Document:

# Route 217



## RainbowKiwiAbsol (May 13, 2012)

The snow whips around my feet in elegant, deadly swirls, as I stumble through the snow. Truly not the best time to trek to Snowpoint City to visit my aunt and uncle. I believe they said something about it being a clear day?
I breathe heavily and wrap my scarf tighter around my mouth and nose as I lift my feet in huge steps. I find a frosted-over branch, and I use that as a walking stick. I feel for my Pokeballs, wrapped in a cloth in my pocket. All good. I consider letting out my Ninetales, Minerva, to keep me warm, but I realize she hates the cold, and wet things. She'd just drown in the snow anyway. I smile a bit, then cringe as a gust of freezing air smacks my face, and my vision blurs from the snowflakes dancing in the air.
Suddenly, I see a black smudge on the horizon. I feel a bit of hope, and walk faster, tightening my jacket aound me. I can see a bit better now. A head of long, straight black hair jumps out at me. An icicle is tied with a string around a neck. Blue lips sealed tight. It's... A woman?
Striking red eyes open in a snap. They widen, and lock on me. I swallow. What is a woman doing here in the snow? Wearing only a white kimono? She must be crazy!
"Ma'am?" I choke out.
The woman's eyes widen further, and, as if submerged in water, she floats to me. Floats. The wind picks up, and I don't want to lose sight of her. Her striking red eyes make her hard to miss. Curious, I take a step forward.
Bad idea.
I hear a hiss, and at first I think it's the snow, threatening to knock me over. But then I realize it's the woman hissing, her perfect lips spread apart to let out the unholy sound. I tremble, and grasp my walking stick tight. I feel for the Pokeballs in my pocket, and grasp one. As I lift my arm to take the Pokeball out of my pocket, I hear a crackling sound. The woman doesn't blink as her hands slowly lift toward the gray sky.
"Help!" I yell.
A loud hiss escpaes the woman's lips. Ice freezes my feet to the ground. I take out the Pokeball and throw it as the ice completley takes over my legs. 
My faithful Snorunt, Serabella, pops out in a flash of red light. The lady's eyes close. The ice stops climbing up my body, staying at my stomach. Fear settles in me. 
"HELP!" I scream louder.
The lady's eyes open, and she looks at Serabella. 
"One." the word escapes her unmoving lips so softly, incoherently, I can barley hear it.
"What?" I ask, then shut my mouth tightly.
"One reason why I shouldn't kill you right now."
I swallow hard. My thoughts race. Why? How? Who?
"I-I..."

Labeled-object pointing material:
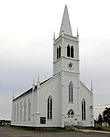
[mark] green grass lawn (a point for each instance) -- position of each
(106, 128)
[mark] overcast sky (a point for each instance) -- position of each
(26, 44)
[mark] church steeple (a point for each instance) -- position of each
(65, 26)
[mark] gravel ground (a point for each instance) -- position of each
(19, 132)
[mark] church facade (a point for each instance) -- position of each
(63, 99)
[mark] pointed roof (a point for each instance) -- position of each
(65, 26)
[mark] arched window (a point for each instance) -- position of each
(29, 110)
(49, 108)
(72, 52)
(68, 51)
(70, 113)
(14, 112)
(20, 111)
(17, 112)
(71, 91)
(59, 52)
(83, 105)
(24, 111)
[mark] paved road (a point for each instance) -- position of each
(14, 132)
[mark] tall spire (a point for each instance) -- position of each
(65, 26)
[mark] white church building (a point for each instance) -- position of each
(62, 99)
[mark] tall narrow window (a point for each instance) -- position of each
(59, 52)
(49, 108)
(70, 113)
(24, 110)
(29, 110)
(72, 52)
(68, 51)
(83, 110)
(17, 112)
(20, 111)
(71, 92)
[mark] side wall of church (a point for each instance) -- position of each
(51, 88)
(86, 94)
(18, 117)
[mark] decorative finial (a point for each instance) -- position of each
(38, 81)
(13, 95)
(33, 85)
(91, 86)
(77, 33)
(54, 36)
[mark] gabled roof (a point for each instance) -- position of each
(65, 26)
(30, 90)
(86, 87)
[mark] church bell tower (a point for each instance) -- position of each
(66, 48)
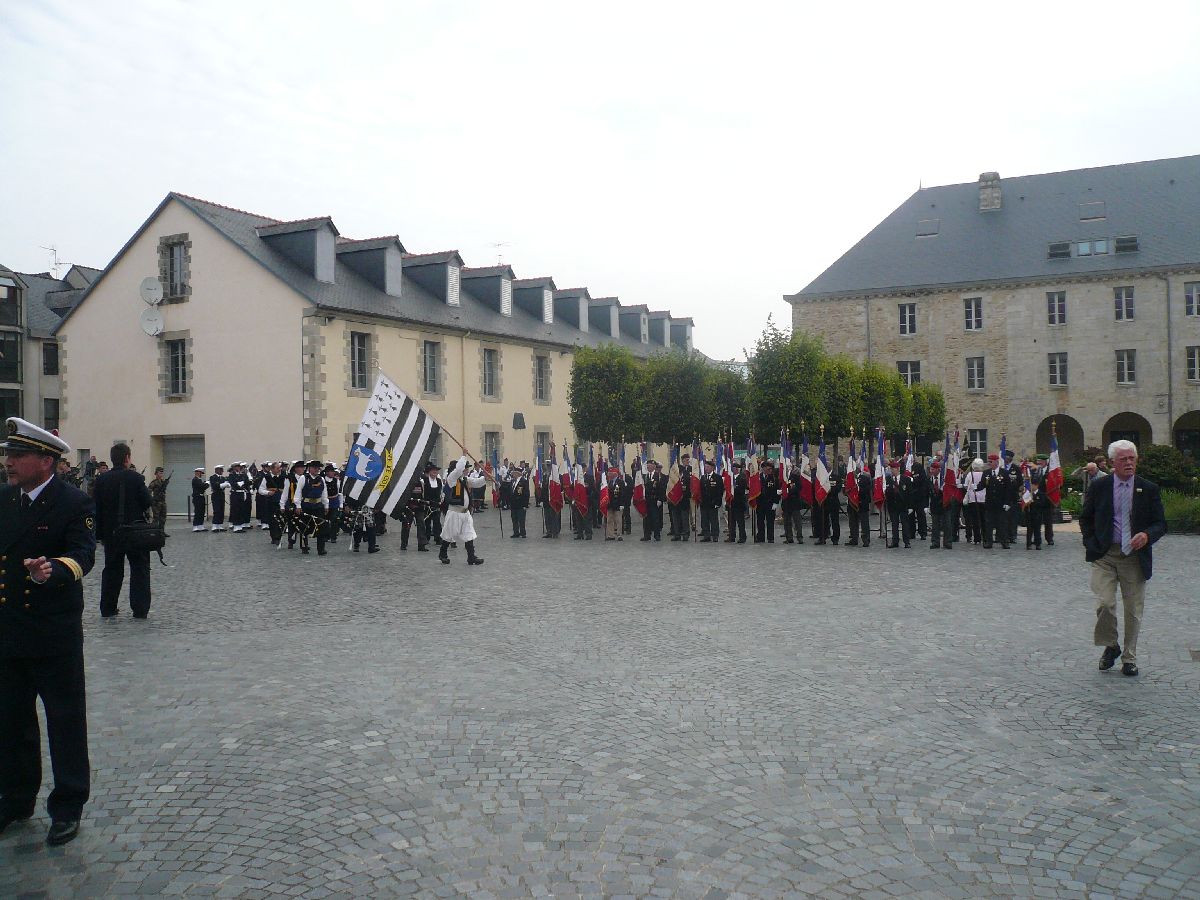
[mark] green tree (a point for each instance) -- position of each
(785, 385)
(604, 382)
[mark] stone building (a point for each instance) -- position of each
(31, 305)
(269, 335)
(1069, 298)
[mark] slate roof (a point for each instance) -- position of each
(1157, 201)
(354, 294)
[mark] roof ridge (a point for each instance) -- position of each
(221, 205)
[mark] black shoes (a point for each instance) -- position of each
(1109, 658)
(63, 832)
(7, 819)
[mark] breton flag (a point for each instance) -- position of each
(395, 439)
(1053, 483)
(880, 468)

Required actions:
1. In the Route 217 story, what is the name of the narrator's Ninetales?
2. Carry on the Route 217 story past its final line.

Solved tasks:
1. Minerva

2.
And the ice takes over. I can barely see the cloud of smoke where the woman used to stand a moment ago. It fades into the snow.
---
Later that night, a Snorunt lay under a frosted branch on the path to Snowpoint City. It waits, each day, for the lady to come. Sometimes she comes. Sometimes she doesn't come for a week. But still, that faithful Snorunt waits.
It was exacly one year after the trainer from Twinleaf Town dies of frostbite. No body was ever discovered. It was on this day the little Snorunt woke up to see the woman standing over her. It'd been a while since she'd last seen her. Maybe a month. The Snorunt rubs her eyes. 
The lady floats a bit closer. The wind picks up, creating a blizzard of diamond dust. The lady lifts up her hands, and brings them down an inch from the Snorunt's pointed head. Then, in a puff of smoke, she floats away.
The little Snorunt finds herself enveloped in a dazzling yellow light. In a flash, the light clears. The Snorunt looks down at her body. It does not look the same. She... Floats. She has white skin with blue hands, icy horns and a red ribbon tied around her body. The 'Snorunt' floats around, getting accustomed to her new body.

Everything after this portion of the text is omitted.